## [Exercise aim]
Repeat exactly the lines that run from the one containing "point: track surface" to the end of the data, and leave out all others.
********
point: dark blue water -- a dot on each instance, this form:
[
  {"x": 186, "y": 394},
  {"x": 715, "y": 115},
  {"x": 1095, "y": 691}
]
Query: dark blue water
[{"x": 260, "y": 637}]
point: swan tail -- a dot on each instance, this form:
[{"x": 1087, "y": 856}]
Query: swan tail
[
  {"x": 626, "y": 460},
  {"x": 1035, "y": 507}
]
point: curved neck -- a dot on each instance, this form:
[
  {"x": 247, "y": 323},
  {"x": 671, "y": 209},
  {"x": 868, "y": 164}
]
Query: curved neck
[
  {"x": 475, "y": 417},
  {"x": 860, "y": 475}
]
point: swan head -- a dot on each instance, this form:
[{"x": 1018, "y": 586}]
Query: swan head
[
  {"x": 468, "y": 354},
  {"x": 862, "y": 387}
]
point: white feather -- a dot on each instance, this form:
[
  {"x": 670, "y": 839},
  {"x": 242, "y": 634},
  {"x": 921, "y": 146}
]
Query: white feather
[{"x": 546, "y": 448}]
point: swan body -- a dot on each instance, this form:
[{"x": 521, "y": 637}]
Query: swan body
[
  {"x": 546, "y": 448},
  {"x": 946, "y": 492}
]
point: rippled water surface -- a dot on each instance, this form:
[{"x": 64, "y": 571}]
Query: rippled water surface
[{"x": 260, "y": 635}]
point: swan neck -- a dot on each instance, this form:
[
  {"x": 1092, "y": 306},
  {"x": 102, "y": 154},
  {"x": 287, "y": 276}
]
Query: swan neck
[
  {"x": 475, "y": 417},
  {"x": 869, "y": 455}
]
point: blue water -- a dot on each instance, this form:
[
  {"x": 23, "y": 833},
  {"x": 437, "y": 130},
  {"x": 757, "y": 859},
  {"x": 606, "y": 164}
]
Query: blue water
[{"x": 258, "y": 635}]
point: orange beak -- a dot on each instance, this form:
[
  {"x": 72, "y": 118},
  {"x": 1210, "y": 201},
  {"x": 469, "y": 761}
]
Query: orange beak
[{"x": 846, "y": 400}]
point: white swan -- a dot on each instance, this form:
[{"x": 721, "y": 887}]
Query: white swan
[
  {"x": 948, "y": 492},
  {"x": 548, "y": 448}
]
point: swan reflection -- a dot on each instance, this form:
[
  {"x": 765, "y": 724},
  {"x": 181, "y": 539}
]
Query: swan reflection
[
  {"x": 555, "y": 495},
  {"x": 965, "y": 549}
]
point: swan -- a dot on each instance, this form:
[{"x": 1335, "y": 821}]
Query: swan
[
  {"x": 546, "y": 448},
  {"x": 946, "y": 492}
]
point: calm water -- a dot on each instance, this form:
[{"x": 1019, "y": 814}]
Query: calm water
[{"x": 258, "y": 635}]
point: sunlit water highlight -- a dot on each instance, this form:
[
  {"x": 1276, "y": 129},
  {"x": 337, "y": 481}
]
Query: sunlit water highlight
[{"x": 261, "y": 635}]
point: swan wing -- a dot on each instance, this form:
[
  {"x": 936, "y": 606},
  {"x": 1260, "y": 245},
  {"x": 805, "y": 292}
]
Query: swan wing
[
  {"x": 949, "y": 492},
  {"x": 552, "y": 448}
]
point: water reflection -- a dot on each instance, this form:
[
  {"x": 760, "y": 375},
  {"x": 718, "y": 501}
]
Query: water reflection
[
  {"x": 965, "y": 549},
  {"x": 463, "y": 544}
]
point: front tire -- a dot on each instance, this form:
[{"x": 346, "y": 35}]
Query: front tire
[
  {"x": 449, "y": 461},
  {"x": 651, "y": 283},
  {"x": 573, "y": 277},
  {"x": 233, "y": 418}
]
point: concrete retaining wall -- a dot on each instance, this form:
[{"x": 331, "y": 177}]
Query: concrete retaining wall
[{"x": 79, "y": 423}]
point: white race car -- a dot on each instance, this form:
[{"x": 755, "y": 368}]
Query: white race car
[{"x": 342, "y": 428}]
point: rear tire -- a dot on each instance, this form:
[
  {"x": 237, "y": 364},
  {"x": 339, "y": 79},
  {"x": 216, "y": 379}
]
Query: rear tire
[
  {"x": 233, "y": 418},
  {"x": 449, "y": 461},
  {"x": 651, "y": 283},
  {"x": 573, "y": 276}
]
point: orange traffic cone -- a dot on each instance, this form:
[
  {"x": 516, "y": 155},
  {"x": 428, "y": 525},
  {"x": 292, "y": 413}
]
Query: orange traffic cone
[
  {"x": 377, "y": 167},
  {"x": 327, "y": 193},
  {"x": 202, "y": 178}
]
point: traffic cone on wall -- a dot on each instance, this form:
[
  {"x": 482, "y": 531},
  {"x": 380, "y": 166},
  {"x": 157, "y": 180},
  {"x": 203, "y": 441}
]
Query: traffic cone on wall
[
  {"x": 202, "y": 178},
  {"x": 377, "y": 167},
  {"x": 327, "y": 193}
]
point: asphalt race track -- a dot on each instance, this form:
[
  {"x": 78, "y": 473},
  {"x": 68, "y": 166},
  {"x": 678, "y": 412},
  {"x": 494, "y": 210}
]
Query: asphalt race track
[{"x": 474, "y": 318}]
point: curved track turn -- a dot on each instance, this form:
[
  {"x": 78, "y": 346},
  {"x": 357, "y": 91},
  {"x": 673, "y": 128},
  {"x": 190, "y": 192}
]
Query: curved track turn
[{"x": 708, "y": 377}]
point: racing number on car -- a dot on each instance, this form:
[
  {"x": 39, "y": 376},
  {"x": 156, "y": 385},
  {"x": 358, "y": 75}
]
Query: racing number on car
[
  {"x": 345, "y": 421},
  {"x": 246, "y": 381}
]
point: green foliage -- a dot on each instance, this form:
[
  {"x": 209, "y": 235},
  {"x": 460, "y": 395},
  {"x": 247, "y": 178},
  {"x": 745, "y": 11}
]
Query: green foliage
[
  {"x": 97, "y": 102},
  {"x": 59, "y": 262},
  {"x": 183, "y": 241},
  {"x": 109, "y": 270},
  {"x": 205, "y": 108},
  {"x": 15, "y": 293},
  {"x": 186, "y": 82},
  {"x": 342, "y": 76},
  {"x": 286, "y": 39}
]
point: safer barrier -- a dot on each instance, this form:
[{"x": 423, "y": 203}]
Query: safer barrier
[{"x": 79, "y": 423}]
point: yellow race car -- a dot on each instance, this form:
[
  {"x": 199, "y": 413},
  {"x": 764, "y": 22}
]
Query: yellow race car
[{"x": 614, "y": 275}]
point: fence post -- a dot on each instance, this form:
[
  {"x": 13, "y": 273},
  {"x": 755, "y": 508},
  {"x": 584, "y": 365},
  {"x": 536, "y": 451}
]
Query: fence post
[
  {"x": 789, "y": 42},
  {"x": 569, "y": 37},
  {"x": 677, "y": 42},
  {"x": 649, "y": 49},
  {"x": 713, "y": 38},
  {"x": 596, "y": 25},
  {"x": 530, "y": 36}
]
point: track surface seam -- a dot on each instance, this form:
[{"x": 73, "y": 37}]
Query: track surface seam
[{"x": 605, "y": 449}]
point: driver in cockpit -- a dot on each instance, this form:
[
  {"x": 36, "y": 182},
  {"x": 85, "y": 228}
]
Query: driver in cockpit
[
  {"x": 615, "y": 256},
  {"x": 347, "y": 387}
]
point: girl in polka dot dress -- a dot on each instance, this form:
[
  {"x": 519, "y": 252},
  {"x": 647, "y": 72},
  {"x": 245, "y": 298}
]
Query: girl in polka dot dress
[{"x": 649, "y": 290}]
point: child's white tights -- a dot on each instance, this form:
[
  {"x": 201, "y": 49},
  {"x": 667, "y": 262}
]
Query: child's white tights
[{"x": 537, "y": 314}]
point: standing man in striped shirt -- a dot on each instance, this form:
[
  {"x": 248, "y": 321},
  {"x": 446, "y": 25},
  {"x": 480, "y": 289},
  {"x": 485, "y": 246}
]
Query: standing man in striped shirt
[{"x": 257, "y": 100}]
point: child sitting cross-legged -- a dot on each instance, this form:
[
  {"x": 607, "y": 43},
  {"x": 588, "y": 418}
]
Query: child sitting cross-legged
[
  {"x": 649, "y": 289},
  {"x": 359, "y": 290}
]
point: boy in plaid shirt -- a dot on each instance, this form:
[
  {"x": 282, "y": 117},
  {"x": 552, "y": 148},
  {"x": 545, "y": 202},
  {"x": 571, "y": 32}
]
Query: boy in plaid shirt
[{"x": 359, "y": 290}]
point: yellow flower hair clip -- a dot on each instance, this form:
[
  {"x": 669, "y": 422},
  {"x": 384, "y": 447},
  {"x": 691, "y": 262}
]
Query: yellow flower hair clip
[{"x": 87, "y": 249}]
********
## [Written response]
point: track surface seam -- a dot on each instance, this form:
[{"x": 73, "y": 37}]
Query: track surface seam
[{"x": 605, "y": 449}]
point: driver in cockpit -- a dot on each instance, this form:
[
  {"x": 36, "y": 182},
  {"x": 85, "y": 228}
]
Query: driver in cockpit
[
  {"x": 615, "y": 256},
  {"x": 347, "y": 387}
]
point: girl in polka dot dress -- a dot on each instance, this form:
[
  {"x": 519, "y": 252},
  {"x": 647, "y": 72},
  {"x": 245, "y": 298}
]
Query: girl in polka dot dress
[{"x": 649, "y": 290}]
point: child's white tights -- a dot on each instance, this form:
[
  {"x": 201, "y": 49},
  {"x": 667, "y": 262}
]
Query: child's white tights
[{"x": 537, "y": 314}]
point: standing man in striped shirt -- a dot on each instance, this form:
[
  {"x": 248, "y": 321},
  {"x": 446, "y": 25},
  {"x": 480, "y": 289},
  {"x": 485, "y": 246}
]
Query: standing man in striped shirt
[{"x": 257, "y": 100}]
point: child sitting cross-legged -- a dot on each instance, this form:
[
  {"x": 607, "y": 43},
  {"x": 588, "y": 418}
]
Query: child sitting cross-legged
[
  {"x": 649, "y": 289},
  {"x": 359, "y": 290}
]
point: boy in plaid shirt -- a dot on each instance, this form:
[
  {"x": 282, "y": 117},
  {"x": 552, "y": 148},
  {"x": 545, "y": 202},
  {"x": 571, "y": 32}
]
Query: boy in plaid shirt
[{"x": 359, "y": 290}]
point: yellow flower hair clip -- a dot on each instance, this form:
[
  {"x": 669, "y": 422},
  {"x": 384, "y": 447},
  {"x": 691, "y": 262}
]
Query: yellow flower hair clip
[{"x": 87, "y": 249}]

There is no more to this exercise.